**Excerpt to read**

________________

Movie star Edward G. Robinson missed his chance to board the ill-fated British liner Athenia at the start of World War 2 (see blog post, Jan. 30, 2017), but Athenia’s passenger manifest already included a few famous names when she sailed from Liverpool, England, Sept. 2, 1939.
One of the most recognizable names was “Lubitsch.” Famed movie director Ernst Lubitsch was not a passenger, but his 10-month-old daughter, Nicola, was aboard, accompanied by her nurse Carlina Strohmayer.
Lubitsch’s wife, the British actress Vivian Gaye, lived in London at the time with their daughter and the nursemaid. Heavy demand for passage to North America to escape the threat of war meant Vivian only could acquire two tickets for Athenia’s crossing to Canada. To keep her daughter safe, Gaye sent Nicola and her nurse off on the ship to join her husband, Ernst, in Hollywood, where he was directing the film “Ninotchka,” starring Greta Garbo.

________________

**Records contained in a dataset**
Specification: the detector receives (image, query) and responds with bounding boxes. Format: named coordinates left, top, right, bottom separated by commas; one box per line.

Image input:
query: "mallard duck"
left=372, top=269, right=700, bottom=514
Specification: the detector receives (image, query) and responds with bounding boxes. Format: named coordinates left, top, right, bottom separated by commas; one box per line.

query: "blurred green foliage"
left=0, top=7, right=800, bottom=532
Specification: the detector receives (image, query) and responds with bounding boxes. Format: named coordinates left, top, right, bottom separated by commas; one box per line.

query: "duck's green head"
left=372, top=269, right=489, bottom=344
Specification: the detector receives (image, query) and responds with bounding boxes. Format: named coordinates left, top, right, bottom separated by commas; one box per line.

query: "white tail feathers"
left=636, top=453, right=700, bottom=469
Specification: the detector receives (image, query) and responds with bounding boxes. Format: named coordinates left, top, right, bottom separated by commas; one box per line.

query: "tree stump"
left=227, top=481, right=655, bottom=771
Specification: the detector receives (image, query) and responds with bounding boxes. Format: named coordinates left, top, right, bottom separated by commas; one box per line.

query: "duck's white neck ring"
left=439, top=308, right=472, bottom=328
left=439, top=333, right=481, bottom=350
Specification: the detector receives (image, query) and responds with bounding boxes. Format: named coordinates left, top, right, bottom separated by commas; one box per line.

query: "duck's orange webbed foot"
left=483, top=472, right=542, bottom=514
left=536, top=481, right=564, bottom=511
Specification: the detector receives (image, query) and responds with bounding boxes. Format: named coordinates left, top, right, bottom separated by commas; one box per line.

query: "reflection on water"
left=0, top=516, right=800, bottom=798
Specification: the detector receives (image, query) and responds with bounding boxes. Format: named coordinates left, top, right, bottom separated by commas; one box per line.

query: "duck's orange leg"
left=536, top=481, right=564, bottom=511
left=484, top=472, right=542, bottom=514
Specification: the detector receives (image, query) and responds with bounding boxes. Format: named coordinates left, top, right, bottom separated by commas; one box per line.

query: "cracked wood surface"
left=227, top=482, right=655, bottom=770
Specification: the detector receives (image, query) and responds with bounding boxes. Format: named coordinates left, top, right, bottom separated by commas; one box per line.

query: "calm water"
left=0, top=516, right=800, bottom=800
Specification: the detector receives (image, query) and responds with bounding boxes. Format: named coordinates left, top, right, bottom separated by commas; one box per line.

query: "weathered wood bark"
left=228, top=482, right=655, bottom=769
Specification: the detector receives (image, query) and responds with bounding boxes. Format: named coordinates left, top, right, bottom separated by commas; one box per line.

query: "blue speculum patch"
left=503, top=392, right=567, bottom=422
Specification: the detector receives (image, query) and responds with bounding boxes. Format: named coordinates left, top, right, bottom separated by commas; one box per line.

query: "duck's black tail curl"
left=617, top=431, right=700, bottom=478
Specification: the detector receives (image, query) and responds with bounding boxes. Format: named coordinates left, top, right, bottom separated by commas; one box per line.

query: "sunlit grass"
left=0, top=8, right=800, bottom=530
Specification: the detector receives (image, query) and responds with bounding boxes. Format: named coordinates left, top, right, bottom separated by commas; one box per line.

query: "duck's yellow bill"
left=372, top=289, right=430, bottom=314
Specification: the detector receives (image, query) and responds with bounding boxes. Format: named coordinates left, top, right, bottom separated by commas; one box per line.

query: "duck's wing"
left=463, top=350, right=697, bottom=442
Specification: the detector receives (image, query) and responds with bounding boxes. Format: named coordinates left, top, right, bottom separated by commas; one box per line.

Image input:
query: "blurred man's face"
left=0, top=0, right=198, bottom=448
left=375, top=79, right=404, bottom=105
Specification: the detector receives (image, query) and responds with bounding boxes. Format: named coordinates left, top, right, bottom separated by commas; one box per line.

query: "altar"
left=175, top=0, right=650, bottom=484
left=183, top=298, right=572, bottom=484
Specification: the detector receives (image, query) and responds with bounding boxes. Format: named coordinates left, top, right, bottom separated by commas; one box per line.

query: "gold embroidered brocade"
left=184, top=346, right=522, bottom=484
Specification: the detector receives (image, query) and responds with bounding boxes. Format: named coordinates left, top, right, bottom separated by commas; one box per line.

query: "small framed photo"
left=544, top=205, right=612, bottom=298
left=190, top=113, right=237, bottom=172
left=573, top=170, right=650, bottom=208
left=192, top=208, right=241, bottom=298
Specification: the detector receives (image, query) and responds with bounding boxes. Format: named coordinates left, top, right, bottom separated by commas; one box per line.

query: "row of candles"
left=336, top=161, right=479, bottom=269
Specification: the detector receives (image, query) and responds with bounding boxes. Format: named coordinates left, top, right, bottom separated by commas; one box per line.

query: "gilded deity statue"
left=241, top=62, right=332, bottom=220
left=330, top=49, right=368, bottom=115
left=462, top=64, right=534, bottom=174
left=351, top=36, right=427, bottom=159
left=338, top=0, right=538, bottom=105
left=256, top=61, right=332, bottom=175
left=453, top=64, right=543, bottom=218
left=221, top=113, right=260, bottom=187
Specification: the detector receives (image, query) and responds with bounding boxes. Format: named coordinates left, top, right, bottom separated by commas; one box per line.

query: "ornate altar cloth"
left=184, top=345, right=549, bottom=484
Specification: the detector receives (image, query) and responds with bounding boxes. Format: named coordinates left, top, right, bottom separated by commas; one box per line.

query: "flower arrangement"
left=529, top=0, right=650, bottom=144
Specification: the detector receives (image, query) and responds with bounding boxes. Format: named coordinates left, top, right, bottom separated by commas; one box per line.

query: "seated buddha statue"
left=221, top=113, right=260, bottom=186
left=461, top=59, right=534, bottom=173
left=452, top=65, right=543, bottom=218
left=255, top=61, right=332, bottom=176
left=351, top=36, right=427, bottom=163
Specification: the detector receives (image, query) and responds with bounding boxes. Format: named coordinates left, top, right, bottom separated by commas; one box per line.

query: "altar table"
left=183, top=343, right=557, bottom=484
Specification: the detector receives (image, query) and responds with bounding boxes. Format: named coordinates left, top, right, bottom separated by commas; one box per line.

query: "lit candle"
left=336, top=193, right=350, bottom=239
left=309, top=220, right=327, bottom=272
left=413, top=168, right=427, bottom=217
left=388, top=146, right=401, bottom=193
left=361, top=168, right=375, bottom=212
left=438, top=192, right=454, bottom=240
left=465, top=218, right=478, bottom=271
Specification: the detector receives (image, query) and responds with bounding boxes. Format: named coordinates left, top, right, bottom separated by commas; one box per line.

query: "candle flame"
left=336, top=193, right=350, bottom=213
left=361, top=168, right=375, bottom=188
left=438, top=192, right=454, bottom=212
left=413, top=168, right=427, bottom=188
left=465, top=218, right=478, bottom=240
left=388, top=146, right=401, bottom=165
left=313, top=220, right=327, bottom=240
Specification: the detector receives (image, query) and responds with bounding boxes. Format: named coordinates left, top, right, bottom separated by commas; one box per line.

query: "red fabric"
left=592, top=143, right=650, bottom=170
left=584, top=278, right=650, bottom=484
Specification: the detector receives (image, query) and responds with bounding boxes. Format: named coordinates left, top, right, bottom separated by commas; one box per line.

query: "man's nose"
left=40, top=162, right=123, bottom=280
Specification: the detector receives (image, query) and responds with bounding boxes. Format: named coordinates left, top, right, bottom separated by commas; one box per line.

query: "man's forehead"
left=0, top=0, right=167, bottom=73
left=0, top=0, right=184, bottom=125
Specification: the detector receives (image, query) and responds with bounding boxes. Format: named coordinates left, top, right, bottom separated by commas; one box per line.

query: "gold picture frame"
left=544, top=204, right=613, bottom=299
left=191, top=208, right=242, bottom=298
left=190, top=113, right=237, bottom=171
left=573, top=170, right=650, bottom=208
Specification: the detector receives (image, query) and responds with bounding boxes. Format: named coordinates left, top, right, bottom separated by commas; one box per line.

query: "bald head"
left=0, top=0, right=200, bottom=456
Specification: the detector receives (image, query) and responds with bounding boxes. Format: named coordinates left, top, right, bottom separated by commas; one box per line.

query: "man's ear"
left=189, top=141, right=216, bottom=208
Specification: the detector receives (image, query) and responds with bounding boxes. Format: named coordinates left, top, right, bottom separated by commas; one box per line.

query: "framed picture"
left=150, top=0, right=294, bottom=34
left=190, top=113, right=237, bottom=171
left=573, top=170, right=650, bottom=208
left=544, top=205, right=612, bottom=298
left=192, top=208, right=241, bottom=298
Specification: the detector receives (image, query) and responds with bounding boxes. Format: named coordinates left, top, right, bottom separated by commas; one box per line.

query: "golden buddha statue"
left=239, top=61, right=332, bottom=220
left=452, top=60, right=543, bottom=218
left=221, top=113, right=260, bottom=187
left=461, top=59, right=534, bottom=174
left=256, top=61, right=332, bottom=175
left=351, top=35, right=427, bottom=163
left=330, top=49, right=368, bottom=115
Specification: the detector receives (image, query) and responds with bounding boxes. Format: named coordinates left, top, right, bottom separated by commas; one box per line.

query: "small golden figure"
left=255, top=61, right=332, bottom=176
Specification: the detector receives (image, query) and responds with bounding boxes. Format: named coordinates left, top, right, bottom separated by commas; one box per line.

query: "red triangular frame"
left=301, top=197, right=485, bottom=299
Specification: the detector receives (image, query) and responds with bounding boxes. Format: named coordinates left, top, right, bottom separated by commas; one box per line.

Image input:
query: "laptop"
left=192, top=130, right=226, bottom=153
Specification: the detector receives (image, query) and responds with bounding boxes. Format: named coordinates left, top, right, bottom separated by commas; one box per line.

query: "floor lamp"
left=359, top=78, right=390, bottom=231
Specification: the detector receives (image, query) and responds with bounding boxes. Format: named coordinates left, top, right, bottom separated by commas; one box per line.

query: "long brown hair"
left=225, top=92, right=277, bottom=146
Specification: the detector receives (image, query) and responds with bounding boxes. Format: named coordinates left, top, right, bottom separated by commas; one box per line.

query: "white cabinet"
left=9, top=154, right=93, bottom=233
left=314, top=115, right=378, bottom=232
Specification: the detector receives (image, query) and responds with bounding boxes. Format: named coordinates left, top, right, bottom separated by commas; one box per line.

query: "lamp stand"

________________

**Problems to solve**
1. According to the article about the Athenia's passengers, who went aboard with Nicola Lubitsch?
2. Write the next part of the article about the Athenia's passengers, picking up after its last sentence.

**Results for each task**
1. Her nurse, Carlina Strohmayer.

2.
Athenia never made it to Canada. A German submarine torpedoed the ship the evening of Sept. 3rd. Strohmayer and the baby made it into a lifeboat, but during rescue operations the boat capsized and they were thrown into the sea. For nearly an hour the nurse held little Nicola on her shoulders while treading water to stay afloat. They were picked up by the crew of a luxury yacht and eventually arrived safely in Hollywood nearly two weeks later.
Also aboard the ship was Andrew Allan, a gifted and prolific writer, returning to Canada after more than a year of producing radio programming in London. He became the head of radio drama for the Canadian Broadcasting Corporation and would be credited with helping develop a Canadian “voice” in North American drama.
Traveling with Allan was his father, the Rev. William Allan, who had gained a significant following throughout Canada with a series of radio sermons produced by his son. Also with the younger Allan was his one-time fiancée, Canadian actress Judith Evelyn, who went on to win plaudits for two starring roles on the Broadway stage in the 1940s. She moved on to Hollywood and enjoyed a steady career of character roles in movies and television.
Evelyn and Allan were among the few survivors of a tragedy that destroyed a second lifeboat during rescue operations. That accident killed Allan’s father and left them clinging to a fragment of their lifeboat for several hours before being rescued at dawn on Sept. 4.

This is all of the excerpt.